> _Try it_
Reading the listing below, restate each entry exactly as written.

> _Excerpted data_
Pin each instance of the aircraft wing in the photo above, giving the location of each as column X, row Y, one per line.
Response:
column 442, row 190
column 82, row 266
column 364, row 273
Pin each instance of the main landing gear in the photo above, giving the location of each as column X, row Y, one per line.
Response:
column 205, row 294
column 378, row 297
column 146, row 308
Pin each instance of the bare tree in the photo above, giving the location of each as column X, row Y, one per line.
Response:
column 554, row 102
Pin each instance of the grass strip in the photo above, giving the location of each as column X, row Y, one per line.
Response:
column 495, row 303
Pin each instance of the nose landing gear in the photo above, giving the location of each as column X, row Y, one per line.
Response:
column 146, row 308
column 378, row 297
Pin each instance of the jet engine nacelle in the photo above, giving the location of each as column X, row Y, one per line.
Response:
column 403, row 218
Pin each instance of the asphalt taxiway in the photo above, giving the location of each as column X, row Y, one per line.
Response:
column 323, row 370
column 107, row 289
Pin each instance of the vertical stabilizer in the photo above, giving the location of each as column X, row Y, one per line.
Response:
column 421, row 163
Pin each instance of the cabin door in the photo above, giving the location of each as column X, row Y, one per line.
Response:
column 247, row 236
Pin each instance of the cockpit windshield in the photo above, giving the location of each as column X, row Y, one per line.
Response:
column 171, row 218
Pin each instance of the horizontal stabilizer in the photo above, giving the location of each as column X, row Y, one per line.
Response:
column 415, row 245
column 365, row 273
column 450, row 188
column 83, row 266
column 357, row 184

> _Written answer_
Pin each instance of the aircraft wing in the photo above, giving the location of each as column X, row Y, one per line.
Response:
column 442, row 190
column 82, row 266
column 364, row 273
Pin each instance of the main landing gear in the photo above, giving the location of each as column X, row Y, one per line.
Response:
column 205, row 294
column 378, row 297
column 146, row 308
Pin each instance of the bare tree in the photo above, giving the location of each as column X, row Y, one per line.
Response:
column 554, row 102
Pin each instance of the grass strip in the photo above, giving the location of each as column X, row Y, one per line.
Response:
column 495, row 303
Pin each instance of the nose landing gear in the photo above, giving the location of each as column X, row Y, one per line.
Response:
column 146, row 308
column 378, row 297
Pin each instance of the jet engine nacelle in the photo above, giving the location of each as column X, row Y, one per line.
Response:
column 403, row 218
Pin each instance of the asphalt taxiway in the photo above, giving the location of each as column X, row Y, one per line.
Response:
column 323, row 370
column 107, row 289
Pin each instance of the vertical stabilizer in the photo above, giving the location of each as column X, row Y, one per line.
Response:
column 421, row 163
Pin each instance of the cabin door in the photo above, giving the location of each as column X, row Y, one per line.
Response:
column 247, row 236
Pin each instance of the cockpit windshield in the photo above, giving the location of each as column X, row Y, one per line.
Response:
column 171, row 218
Pin each instance of the horizontal stabilizer in the photo above, giving the location of each as column X, row Y, one per line.
Response:
column 415, row 245
column 365, row 273
column 450, row 188
column 83, row 266
column 357, row 184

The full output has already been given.